TASK DIRECTIONS
Take the line that contains "the white sky" as the first line and the final line of the records as the last; return exactly those lines and the lines between.

(Rows from a dataset)
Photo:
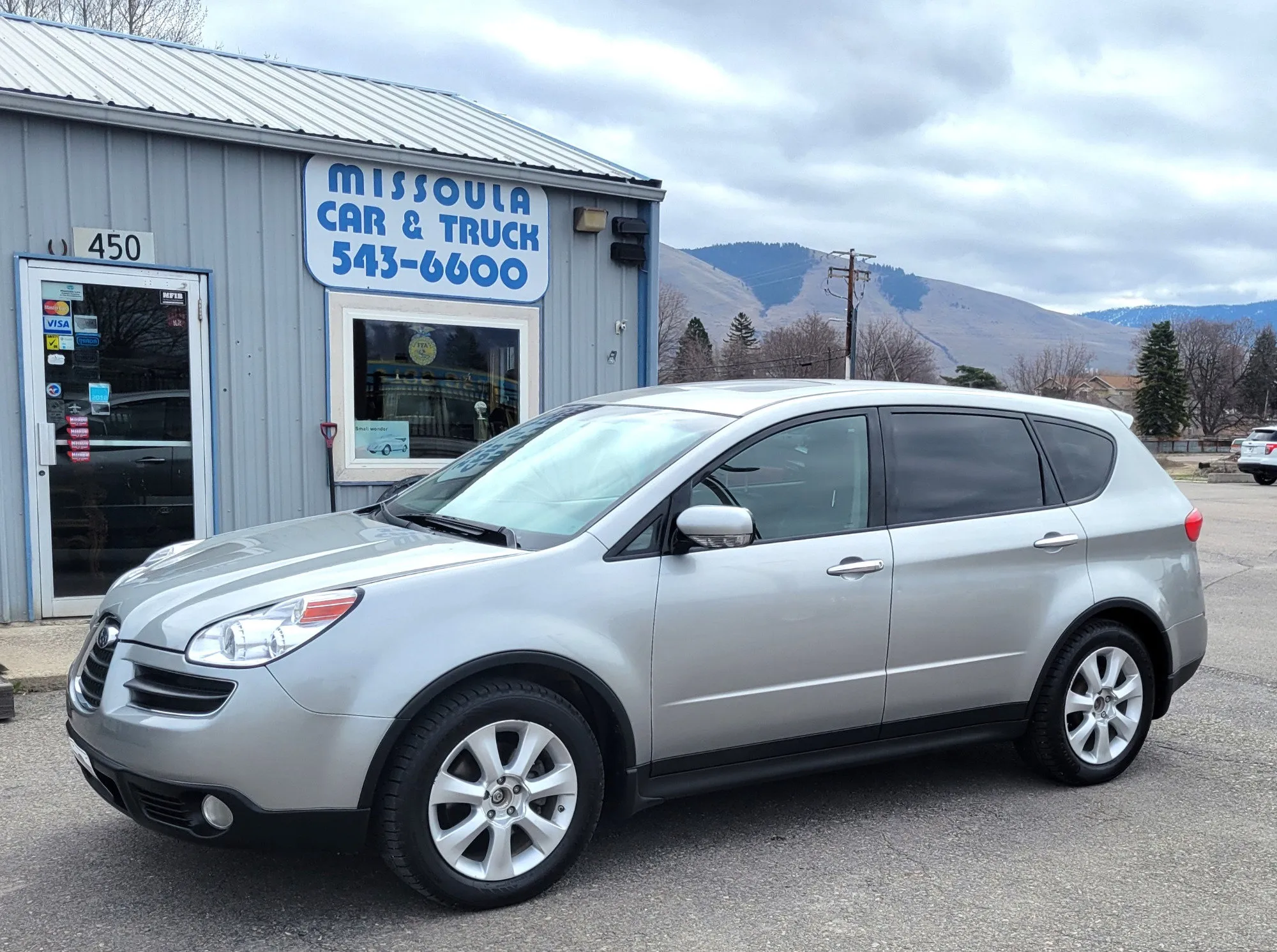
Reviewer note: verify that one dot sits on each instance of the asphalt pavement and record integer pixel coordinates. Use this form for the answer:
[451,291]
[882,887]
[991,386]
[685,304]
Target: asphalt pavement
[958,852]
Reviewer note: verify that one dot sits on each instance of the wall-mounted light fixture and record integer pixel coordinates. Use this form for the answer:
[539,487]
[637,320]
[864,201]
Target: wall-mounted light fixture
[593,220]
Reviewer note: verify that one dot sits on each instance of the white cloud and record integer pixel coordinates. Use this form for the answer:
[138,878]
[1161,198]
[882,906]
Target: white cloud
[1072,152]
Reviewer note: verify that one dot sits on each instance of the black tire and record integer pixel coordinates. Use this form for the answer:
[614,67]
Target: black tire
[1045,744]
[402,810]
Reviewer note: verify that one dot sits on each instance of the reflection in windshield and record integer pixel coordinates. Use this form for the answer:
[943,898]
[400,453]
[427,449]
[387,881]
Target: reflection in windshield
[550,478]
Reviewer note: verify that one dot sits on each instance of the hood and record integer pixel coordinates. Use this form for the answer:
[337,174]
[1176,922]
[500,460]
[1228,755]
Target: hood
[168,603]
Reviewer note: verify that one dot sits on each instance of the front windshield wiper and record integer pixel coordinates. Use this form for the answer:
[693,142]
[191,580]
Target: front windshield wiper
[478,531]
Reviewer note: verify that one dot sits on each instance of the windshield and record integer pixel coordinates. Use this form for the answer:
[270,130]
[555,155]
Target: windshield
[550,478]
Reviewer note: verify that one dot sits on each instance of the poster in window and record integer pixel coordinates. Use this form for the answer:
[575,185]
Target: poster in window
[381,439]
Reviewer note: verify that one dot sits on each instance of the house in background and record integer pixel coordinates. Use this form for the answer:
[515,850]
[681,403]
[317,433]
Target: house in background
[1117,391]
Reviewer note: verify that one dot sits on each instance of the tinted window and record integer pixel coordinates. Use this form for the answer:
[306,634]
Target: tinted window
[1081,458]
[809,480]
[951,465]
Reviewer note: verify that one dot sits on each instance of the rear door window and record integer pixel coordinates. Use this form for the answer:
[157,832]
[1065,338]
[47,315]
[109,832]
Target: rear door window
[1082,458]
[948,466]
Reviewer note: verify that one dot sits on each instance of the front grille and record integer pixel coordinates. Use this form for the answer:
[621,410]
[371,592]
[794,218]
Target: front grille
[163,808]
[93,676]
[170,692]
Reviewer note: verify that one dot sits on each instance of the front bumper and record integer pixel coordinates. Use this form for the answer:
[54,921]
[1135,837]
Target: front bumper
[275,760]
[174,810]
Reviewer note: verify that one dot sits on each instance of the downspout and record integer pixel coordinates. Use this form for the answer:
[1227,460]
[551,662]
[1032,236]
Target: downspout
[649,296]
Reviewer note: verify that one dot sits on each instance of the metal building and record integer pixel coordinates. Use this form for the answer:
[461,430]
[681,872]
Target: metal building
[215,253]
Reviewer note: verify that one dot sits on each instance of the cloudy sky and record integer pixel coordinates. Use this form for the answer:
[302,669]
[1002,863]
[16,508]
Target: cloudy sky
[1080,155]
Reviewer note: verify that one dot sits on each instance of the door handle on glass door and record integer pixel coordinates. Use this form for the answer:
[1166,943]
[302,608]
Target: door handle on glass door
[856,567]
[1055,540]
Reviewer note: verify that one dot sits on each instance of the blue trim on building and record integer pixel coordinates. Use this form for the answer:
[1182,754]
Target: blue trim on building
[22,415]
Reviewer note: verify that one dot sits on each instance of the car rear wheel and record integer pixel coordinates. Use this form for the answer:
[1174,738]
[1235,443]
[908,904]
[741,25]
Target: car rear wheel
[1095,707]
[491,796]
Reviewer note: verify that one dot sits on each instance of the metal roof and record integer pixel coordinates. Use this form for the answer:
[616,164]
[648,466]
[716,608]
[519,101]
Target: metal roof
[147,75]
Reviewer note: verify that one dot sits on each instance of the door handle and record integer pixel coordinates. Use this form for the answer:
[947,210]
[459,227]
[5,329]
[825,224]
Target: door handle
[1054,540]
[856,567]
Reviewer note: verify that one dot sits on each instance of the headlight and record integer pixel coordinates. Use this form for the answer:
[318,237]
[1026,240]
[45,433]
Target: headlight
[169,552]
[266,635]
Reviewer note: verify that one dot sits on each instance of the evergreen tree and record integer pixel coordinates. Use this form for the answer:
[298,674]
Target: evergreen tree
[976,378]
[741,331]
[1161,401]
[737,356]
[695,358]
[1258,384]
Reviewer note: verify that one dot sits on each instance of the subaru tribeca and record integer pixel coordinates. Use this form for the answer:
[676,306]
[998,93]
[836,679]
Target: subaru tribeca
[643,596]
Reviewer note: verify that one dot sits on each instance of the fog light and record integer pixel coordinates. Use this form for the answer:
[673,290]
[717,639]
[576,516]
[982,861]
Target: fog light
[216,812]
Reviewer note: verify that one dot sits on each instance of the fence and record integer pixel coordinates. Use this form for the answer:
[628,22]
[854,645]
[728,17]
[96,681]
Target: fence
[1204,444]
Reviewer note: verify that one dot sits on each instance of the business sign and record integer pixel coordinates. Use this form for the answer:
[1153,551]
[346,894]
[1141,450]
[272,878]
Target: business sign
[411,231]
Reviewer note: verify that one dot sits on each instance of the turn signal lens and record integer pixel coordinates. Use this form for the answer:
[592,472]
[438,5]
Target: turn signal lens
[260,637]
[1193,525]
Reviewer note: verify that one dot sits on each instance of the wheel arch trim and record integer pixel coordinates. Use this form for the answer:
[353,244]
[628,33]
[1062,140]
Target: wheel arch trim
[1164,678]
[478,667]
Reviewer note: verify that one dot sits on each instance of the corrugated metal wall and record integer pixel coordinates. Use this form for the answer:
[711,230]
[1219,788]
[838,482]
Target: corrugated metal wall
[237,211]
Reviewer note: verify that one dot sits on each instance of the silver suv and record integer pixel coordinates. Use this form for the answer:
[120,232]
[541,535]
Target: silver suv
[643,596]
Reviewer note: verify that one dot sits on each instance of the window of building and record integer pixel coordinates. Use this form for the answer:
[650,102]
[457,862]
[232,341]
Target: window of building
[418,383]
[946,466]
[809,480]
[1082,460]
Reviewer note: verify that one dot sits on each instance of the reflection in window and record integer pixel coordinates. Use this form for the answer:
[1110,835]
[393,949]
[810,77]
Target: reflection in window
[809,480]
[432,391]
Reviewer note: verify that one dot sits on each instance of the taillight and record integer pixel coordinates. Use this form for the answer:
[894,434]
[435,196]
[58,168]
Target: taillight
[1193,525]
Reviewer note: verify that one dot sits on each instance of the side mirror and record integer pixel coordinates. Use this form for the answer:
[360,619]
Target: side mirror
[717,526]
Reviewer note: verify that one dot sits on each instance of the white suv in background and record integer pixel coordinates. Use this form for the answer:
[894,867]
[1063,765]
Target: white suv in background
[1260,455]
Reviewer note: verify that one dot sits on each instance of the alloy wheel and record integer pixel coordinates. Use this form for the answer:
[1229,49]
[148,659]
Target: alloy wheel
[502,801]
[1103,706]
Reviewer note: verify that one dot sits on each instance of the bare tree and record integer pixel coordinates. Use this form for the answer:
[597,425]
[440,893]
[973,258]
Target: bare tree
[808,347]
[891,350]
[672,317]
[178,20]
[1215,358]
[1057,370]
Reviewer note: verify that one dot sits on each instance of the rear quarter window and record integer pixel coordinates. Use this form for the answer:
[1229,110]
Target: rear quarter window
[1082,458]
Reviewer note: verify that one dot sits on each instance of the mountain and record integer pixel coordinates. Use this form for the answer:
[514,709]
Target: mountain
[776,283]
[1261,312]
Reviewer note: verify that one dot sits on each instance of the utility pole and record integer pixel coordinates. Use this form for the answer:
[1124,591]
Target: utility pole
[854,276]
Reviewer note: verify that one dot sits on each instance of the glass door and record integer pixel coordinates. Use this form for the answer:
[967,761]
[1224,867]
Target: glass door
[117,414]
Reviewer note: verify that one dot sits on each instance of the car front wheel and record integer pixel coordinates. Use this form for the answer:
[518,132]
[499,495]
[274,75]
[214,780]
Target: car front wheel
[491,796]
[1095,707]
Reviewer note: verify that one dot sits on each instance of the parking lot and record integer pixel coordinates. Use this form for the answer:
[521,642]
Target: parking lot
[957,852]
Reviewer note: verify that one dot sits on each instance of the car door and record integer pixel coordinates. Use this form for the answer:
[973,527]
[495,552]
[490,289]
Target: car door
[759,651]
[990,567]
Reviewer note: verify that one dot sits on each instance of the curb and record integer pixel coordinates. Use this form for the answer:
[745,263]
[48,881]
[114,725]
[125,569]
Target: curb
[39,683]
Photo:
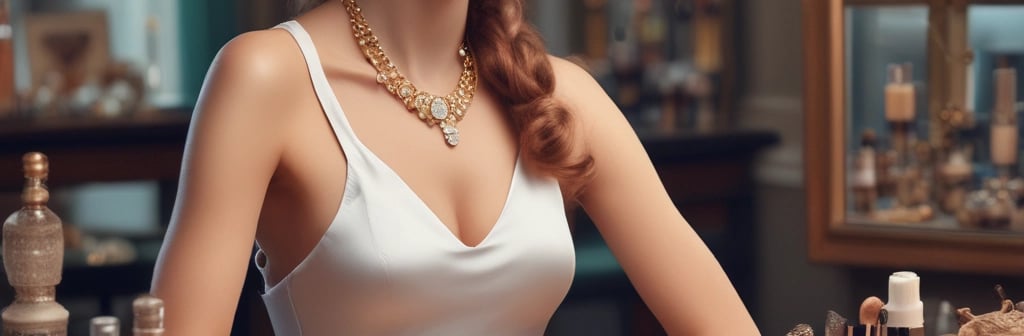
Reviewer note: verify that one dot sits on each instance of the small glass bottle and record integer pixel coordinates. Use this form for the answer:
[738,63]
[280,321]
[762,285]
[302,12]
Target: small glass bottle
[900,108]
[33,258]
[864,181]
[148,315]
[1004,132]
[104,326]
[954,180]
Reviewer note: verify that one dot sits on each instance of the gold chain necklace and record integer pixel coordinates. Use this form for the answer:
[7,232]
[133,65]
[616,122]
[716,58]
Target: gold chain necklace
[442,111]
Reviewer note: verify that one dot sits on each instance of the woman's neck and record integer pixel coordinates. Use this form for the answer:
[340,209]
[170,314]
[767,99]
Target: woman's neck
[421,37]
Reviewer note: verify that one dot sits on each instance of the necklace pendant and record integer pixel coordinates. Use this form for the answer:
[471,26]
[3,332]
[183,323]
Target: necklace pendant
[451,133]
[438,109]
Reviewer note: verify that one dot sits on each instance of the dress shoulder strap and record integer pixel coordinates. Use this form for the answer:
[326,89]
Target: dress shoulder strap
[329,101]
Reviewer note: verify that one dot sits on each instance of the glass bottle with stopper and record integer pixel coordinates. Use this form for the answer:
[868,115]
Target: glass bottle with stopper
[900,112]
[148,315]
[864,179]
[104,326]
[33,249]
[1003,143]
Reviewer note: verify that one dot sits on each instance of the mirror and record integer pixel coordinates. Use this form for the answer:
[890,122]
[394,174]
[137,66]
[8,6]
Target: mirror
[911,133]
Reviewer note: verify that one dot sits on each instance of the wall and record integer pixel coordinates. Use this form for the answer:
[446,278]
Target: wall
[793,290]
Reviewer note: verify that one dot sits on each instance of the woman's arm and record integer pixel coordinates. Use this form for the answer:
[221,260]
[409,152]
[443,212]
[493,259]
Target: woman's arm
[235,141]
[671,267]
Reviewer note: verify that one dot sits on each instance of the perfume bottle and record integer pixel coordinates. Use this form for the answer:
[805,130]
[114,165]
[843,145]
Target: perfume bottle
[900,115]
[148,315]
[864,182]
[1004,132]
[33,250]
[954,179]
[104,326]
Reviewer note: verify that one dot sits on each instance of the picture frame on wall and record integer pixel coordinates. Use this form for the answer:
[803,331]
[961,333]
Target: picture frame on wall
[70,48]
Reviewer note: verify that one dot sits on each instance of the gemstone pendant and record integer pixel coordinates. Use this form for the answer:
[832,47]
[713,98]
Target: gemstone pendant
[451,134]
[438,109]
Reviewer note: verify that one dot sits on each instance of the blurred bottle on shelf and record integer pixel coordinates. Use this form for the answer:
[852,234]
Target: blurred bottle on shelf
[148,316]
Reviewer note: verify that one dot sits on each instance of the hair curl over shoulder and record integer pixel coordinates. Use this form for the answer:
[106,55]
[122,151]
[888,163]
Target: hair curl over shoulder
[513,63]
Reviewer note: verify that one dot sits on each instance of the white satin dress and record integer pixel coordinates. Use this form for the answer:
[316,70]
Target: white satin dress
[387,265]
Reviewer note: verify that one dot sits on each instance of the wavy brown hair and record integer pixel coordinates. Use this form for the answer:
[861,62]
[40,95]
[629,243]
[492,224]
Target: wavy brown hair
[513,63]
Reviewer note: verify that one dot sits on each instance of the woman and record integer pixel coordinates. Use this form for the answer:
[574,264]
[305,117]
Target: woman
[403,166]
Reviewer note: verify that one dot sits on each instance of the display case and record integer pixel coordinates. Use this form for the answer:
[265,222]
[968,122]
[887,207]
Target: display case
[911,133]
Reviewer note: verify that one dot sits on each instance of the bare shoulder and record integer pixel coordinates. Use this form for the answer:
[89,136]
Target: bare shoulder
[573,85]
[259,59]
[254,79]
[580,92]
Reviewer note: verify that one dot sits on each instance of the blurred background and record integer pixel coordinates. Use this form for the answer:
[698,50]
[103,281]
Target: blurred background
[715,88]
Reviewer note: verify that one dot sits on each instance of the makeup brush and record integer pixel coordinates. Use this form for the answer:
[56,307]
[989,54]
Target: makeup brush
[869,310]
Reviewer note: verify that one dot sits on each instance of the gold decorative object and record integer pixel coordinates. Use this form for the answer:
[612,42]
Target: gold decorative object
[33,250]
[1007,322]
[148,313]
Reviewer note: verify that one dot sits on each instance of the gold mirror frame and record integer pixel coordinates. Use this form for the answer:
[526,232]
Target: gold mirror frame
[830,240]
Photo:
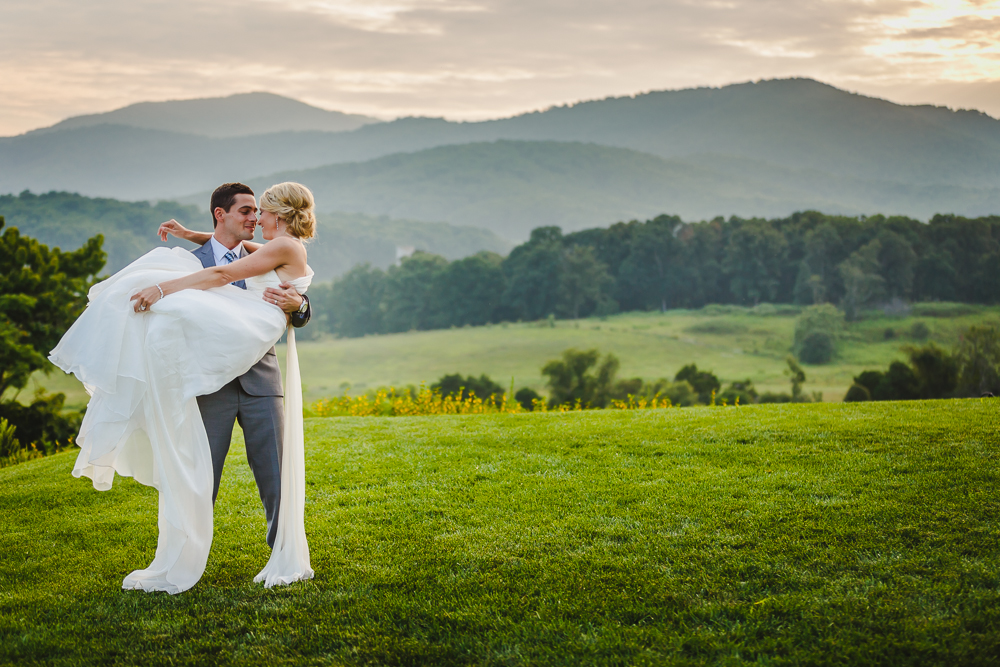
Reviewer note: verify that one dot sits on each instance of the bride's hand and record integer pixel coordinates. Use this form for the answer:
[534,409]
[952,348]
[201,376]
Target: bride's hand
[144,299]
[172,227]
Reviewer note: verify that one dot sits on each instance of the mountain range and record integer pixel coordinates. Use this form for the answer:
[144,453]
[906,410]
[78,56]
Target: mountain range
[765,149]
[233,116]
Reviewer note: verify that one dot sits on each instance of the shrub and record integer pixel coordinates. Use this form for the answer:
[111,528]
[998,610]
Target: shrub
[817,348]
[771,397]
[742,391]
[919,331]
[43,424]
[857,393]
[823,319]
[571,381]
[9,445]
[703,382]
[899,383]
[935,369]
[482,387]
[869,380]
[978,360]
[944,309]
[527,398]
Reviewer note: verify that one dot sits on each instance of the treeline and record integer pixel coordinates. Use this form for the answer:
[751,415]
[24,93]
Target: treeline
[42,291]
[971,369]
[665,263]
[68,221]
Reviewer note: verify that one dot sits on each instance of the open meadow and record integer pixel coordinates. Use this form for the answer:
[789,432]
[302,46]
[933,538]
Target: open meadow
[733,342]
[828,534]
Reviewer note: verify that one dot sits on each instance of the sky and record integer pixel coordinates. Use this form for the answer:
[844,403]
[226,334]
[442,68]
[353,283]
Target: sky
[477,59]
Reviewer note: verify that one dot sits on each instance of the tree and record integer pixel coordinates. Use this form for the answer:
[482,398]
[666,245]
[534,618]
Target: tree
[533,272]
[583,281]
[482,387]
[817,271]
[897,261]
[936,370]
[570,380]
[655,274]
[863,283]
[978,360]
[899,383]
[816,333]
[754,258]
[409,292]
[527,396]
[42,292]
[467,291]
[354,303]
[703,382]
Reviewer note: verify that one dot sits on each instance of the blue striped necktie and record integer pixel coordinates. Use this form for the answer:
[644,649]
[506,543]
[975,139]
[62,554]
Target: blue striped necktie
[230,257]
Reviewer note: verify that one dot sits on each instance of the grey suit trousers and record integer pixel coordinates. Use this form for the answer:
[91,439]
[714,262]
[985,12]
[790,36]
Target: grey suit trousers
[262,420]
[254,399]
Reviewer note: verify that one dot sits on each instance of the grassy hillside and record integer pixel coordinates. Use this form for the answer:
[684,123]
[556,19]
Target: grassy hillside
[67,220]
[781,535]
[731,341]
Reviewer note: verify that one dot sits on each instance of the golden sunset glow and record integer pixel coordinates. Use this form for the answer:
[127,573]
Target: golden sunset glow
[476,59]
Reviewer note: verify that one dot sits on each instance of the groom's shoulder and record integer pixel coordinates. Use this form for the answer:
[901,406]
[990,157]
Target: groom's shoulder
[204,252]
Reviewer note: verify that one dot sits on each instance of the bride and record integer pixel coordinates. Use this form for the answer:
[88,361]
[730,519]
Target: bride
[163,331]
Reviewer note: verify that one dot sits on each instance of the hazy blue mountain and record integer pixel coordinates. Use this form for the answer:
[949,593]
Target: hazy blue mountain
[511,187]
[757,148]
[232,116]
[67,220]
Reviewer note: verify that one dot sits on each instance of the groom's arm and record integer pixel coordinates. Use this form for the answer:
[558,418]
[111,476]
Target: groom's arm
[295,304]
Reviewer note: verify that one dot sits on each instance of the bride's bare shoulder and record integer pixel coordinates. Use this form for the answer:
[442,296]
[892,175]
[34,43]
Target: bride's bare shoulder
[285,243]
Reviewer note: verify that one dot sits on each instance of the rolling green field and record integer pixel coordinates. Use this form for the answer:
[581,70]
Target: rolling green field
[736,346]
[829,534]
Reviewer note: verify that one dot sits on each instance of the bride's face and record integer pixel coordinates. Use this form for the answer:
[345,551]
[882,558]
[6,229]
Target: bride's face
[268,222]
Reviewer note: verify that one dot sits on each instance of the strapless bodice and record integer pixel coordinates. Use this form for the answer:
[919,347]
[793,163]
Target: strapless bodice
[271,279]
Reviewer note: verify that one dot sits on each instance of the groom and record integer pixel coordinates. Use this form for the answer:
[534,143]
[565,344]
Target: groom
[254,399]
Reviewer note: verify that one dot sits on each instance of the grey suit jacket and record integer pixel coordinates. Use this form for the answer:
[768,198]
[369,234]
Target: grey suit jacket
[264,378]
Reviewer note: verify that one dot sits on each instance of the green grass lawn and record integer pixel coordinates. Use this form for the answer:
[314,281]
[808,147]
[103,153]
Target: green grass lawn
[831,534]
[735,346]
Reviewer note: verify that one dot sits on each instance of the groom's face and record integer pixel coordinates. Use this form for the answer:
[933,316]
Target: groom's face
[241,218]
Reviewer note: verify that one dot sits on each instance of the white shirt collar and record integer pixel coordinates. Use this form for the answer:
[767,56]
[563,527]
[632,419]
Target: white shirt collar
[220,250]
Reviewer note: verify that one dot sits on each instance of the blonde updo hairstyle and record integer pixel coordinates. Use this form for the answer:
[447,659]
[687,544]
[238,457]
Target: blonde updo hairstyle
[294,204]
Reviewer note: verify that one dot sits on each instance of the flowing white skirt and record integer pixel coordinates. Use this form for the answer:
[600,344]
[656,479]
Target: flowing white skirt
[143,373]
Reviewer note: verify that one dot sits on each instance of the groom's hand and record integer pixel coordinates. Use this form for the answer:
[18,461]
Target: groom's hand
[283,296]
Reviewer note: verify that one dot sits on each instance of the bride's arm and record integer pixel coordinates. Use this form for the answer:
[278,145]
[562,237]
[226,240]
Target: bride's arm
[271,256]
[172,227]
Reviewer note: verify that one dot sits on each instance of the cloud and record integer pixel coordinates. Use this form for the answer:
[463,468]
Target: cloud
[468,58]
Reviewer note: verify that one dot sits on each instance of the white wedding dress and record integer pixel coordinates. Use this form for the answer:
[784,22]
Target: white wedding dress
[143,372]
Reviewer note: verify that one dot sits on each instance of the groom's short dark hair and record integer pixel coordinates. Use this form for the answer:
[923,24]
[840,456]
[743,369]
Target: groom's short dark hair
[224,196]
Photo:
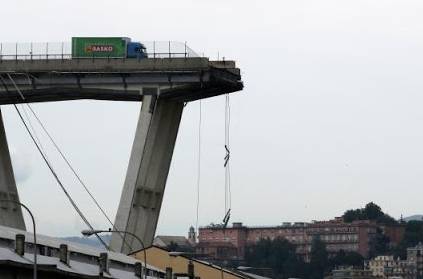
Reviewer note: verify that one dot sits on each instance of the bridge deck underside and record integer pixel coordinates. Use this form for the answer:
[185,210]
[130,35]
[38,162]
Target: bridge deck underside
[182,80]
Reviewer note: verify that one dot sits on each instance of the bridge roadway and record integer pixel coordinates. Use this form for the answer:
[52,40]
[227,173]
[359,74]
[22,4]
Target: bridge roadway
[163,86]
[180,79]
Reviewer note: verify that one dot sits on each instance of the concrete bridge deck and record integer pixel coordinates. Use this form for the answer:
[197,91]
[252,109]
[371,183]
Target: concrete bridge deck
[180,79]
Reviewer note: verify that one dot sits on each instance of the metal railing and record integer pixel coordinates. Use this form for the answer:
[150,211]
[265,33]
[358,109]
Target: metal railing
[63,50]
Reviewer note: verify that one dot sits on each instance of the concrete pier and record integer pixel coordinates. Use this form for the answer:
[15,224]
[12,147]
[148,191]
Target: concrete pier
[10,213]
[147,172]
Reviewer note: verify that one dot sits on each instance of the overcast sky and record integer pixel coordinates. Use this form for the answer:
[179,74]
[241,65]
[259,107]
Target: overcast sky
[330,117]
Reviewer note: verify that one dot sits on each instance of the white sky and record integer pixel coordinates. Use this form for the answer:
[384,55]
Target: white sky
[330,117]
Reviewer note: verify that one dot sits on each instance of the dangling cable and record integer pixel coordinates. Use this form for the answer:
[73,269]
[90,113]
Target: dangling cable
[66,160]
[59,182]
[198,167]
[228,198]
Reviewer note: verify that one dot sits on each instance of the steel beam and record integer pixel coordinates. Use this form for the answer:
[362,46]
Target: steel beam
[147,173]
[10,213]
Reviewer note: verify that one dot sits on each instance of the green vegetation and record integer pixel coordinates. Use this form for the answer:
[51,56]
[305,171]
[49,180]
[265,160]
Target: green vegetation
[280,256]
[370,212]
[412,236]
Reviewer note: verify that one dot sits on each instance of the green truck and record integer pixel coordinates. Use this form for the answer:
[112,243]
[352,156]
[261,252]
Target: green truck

PROBLEM SOLUTION
Reviewer note: verify that one dot sits on each instance of the white sky and record integer pixel coordinates. Use this form for the answer:
[384,55]
Target: white sky
[330,117]
Reviewer note: verify that one dot sits on each instance of the dangling cable and record integer pixel coordinates. Use this form for the answer:
[73,269]
[90,113]
Target: dangling cable
[66,160]
[59,182]
[198,167]
[228,198]
Reviewer note: verify that one dot sits on each instance of the steel beam and record integer pixel coordinates. Use this form for the answer:
[362,46]
Target: steel beam
[147,173]
[10,213]
Reviewer note: verify that one dot sits on each instance of the green vegetation and record integer pixel coordinates. Use this form for the answer:
[51,56]
[305,171]
[49,180]
[265,160]
Target: green vegetation
[280,256]
[370,212]
[412,236]
Reviewer note: verify that one dot sits on each instance of the green truck and record integer pixel coordinates. Use this form for the answer:
[112,243]
[352,156]
[261,252]
Target: green truck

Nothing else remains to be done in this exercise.